### Testo da leggere:
###

Auszug aus den Erwägungen:

                        Dai considerandi:

Erwägung 2

    2.- a) La ricorrente contesta in primo luogo la costituzionalità
dell'art. 14 LUni/TI, adducendo che la competenza di emanare prescrizioni
in materia di formazione professionale e scuole universitarie spetterebbe,
in virtù dell'art. 63 Cost., alla Confederazione. Il principio della
preminenza del diritto federale (art. 49 Cost.) sarebbe pertanto
violato. Inoltre la norma in esame istituirebbe un monopolio illegittimo
a favore del Cantone nel proprio territorio, violando la libertà economica
sancita dall'art. 27 Cost.

###

Dati di annotazione per punti:
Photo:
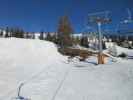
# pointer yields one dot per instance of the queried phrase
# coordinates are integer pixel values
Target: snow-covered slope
(119, 49)
(47, 76)
(25, 61)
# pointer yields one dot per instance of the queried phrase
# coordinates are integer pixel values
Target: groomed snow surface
(47, 75)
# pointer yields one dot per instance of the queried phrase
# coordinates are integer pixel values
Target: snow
(47, 75)
(119, 49)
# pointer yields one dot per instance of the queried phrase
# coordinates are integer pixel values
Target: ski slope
(47, 75)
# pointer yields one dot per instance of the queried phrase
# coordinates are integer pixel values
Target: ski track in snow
(47, 76)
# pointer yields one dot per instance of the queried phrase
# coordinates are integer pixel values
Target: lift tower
(99, 18)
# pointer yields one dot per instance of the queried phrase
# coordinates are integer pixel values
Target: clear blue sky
(35, 15)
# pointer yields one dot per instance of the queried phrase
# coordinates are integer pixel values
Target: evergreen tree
(64, 32)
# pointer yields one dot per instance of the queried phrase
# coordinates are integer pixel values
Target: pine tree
(64, 32)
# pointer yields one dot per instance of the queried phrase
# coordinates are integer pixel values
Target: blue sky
(37, 15)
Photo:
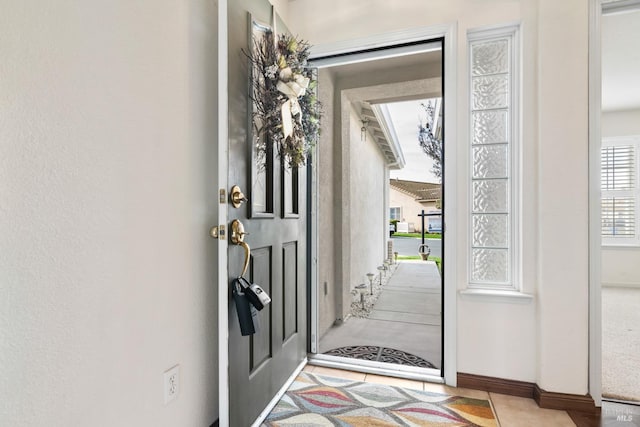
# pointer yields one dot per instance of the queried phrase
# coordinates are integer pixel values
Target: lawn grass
(418, 235)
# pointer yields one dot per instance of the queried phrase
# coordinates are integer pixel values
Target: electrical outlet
(171, 384)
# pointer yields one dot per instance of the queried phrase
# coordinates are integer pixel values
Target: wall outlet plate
(171, 384)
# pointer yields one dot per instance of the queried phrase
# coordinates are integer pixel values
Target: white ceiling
(621, 61)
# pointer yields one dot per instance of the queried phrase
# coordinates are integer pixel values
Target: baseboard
(496, 385)
(565, 402)
(630, 285)
(544, 399)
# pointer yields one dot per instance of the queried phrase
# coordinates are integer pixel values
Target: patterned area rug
(317, 400)
(380, 354)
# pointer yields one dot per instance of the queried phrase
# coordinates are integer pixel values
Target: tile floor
(511, 411)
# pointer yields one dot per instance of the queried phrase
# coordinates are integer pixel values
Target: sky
(405, 117)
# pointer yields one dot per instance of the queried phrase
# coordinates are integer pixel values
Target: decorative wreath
(286, 111)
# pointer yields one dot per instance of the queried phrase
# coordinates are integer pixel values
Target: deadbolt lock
(237, 197)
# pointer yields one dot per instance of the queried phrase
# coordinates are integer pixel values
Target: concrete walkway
(405, 317)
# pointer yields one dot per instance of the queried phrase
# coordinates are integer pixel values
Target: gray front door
(274, 218)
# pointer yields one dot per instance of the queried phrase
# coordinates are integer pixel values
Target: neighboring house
(407, 201)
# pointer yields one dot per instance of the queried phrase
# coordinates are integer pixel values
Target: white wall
(107, 137)
(329, 304)
(544, 341)
(620, 265)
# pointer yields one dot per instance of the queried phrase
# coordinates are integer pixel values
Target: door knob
(237, 238)
(237, 197)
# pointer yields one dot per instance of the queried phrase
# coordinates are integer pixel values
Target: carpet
(317, 400)
(380, 354)
(620, 343)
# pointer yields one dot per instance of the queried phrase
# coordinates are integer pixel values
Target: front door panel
(274, 219)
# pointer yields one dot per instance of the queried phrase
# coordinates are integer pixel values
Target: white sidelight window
(620, 191)
(494, 141)
(395, 213)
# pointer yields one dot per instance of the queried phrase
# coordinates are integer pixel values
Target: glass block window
(395, 213)
(620, 191)
(493, 101)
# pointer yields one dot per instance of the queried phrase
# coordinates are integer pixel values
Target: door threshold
(266, 411)
(378, 368)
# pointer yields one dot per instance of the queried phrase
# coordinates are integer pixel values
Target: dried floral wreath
(286, 111)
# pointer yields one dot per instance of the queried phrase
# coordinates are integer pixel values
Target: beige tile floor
(511, 411)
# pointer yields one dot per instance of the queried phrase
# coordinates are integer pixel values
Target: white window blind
(620, 193)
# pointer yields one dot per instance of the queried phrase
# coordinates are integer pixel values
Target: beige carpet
(621, 343)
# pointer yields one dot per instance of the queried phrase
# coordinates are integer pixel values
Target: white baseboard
(621, 285)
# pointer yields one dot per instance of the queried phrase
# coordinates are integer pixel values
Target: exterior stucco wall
(367, 208)
(410, 209)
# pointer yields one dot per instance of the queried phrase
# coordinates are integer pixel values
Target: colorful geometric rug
(318, 400)
(380, 354)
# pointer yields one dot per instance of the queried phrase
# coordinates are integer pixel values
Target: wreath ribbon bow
(293, 86)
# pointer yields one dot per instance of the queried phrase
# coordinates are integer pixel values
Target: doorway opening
(619, 204)
(371, 308)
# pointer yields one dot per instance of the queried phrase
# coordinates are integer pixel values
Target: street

###

### Cosa farai:
- a) Ricopia parola per parola il brano sull'art. 14 LUni/TI, partendo da "2.- a) La ricorrente" e proseguendo fino a "dall'art. 27 Cost.".
- b) Rispondi a queste domande sul brano sull'art. 14 LUni/TI:
(i) In virtù di quale articolo della Costituzione la ricorrente attribuisce alla Confederazione la competenza in materia di formazione professionale e scuole universitarie?
(ii) Quale principio sarebbe violato, e in quale articolo della Costituzione è indicato?
(iii) Quale libertà violerebbe il monopolio a favore del Cantone, e da quale articolo è sancita?
- c) Come prosegue il brano sull'art. 14 LUni/TI? Continualo a partire dall'ultima frase riportata.
L'elenco non ha alcun legame con il brano sull'art. 14 LUni/TI.

### Soluzioni:
- a)
2.- a) La ricorrente contesta in primo luogo la costituzionalità
dell'art. 14 LUni/TI, adducendo che la competenza di emanare prescrizioni
in materia di formazione professionale e scuole universitarie spetterebbe,
in virtù dell'art. 63 Cost., alla Confederazione. Il principio della
preminenza del diritto federale (art. 49 Cost.) sarebbe pertanto
violato. Inoltre la norma in esame istituirebbe un monopolio illegittimo
a favore del Cantone nel proprio territorio, violando la libertà economica
sancita dall'art. 27 Cost.

- b)
(i) L'art. 63 Cost.
(ii) Il principio della preminenza del diritto federale, art. 49 Cost.
(iii) La libertà economica, sancita dall'art. 27 Cost.

- c)
    b) La disciplina stabilita con l'art. 14 LUni/TI, come indica il titolo
marginale del disposto ("Protezione del nome"), è intesa ad evitare che
nel Cantone Ticino siano creati istituti d'insegnamento, dichiarantisi
università che potrebbero essere confusi con l'Università della Svizzera
italiana (USI). Quest'ultima, istituita con la relativa legge cantonale
del 3 ottobre 1995 (v. art. 1 cpv. 1 LUni/TI), è stata riconosciuta il
1o novembre 2000 dalla Confederazione come università avente diritto ai
sussidi conformemente alla legge federale dell'8 ottobre 1999 sull'aiuto
alle università e la cooperazione nel settore universitario (legge
sull'aiuto alle università, LAU; RS 414.20); parallelamente il Cantone
Ticino è stato riconosciuto come Cantone universitario.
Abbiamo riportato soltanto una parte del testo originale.